(PAGE EXCERPT):
★ ★ ★ ★ ★
Knonik's cross-epoch cache makes it faster the longer you train. PyTorch and HuggingFace stay flat.
| Epochs | Knonik/Batched | Knonik/OnDemand | Knonik/Pipelined | PyTorch/naive | HF/Arrow |
|---|---|---|---|---|---|
| 1 | 12,346 ms | 3,886 ms | 5,824 ms | 15,686 ms | 15,879 ms |
| 3 | 4,890 ms | 3,815 ms | 2,831 ms | 15,434 ms | 15,627 ms |
| 10 | 2,286 ms | 3,812 ms | 1,775 ms | 15,434 ms | 15,627 ms |
| 50 | 1,392 ms | 3,806 ms | 1,415 ms | 15,434 ms | 15,627 ms |
| 100 | 1,280 ms | 3,805 ms | 1,370 ms | 15,434 ms | 15,627 ms |
The same three Knonik loader modes run with simulated GPU steps of 50 ms, 150 ms, and 300 ms - representing light, medium, and heavy model workloads. As the model takes longer per step, the dataloader's wait time becomes relatively smaller and GPU utilisation climbs.
| GPU Step | Knonik/Batched | Knonik/OnDemand | Knonik/Pipelined |
|---|---|---|---|
| 50 ms | 55.5% | 63.7% | 61% |
| 150 ms | 78.6% | 84.1% | 89.8% |
| 300 ms | 87.9% | 91.4% | 94.5% |
Knonik's dataloader wait times are essentially constant regardless of GPU step duration - the loader doesn't know or care how long the model takes. What changes is the ratio of wait time to compute time. At 50 ms GPU steps, the ~40 ms average wait represents a meaningful fraction of each cycle. At 300 ms, that same 40 ms wait is a small overhead. Pipelined reaches 94.5% GPU utilisation at 300 ms - meaning the GPU is working 94.5% of the time and waiting on data only 5.5%. The takeaway: Knonik's loader performance naturally scales with model size. The heavier your model, the less the loader matters - and it was already fast.
What the four experiments tell us together - about format choice, caching strategy, model scale, and where GPU time is actually going.
HDF5 has fast mmap random access and beats Knonik in the 3-epoch average (4,633 ms vs 7,113 ms). But at epoch 3, Knonik's cross-epoch cache flips the result: 2,995 ms vs 3,790 ms. The real question is whether 18.4 GB of storage is worth winning only the cold-start window.
★ ★ ★ ★ ★
(SET TASKS):
A. Rewrite the dataloader benchmark from "What the four" to "the cold-start window.", substituting "Zarr" for "HDF5".
B. Which epoch counts appear as rows in the first table of the dataloader benchmark?
★ ★ ★ ★ ★
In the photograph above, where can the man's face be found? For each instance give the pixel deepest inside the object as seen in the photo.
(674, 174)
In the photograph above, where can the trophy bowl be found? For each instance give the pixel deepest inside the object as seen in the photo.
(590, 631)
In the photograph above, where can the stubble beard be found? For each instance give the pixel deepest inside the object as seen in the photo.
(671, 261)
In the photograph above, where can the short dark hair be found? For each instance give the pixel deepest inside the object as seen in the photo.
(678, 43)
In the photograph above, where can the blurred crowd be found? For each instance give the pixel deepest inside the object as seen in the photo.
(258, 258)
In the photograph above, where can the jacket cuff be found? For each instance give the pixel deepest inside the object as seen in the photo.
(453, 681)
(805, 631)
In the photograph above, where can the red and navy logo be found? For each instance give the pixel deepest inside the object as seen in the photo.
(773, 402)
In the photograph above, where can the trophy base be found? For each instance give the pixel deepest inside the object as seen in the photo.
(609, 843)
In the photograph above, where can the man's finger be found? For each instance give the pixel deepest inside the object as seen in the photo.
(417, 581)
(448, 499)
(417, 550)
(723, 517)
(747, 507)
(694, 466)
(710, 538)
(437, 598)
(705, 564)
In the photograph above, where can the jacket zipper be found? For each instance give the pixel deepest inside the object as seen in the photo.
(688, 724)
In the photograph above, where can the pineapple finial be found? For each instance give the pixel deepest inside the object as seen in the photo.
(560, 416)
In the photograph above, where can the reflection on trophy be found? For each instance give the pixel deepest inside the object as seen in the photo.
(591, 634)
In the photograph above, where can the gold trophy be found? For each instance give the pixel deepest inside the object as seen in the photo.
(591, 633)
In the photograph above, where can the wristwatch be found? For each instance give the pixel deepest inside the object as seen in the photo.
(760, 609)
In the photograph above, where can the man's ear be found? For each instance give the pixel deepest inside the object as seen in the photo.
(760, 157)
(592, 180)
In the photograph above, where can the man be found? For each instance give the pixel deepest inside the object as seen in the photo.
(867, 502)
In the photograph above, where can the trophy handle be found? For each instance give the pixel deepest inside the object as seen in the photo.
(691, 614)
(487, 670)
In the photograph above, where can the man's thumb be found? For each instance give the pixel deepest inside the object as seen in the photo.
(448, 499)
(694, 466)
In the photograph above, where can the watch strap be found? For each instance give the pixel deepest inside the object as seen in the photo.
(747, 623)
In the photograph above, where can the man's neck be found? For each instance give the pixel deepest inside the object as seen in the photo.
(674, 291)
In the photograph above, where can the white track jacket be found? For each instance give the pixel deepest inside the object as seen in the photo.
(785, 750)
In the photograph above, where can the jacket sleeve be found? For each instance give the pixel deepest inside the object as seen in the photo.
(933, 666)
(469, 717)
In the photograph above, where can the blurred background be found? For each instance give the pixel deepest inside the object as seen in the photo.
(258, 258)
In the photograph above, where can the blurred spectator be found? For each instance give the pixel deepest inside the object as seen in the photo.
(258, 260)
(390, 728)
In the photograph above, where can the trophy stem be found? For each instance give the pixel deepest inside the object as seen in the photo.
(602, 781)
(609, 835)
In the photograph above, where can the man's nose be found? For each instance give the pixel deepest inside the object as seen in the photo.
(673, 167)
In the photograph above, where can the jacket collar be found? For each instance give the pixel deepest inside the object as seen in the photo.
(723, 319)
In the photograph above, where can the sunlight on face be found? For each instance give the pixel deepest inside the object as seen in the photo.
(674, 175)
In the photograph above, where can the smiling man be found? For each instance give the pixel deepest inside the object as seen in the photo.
★ ★ ★ ★ ★
(EXERCISE RESULTS):
A.
What the four experiments tell us together - about format choice, caching strategy, model scale, and where GPU time is actually going.
Zarr has fast mmap random access and beats Knonik in the 3-epoch average (4,633 ms vs 7,113 ms). But at epoch 3, Knonik's cross-epoch cache flips the result: 2,995 ms vs 3,790 ms. The real question is whether 18.4 GB of storage is worth winning only the cold-start window.

B. 1, 3, 10, 50, 100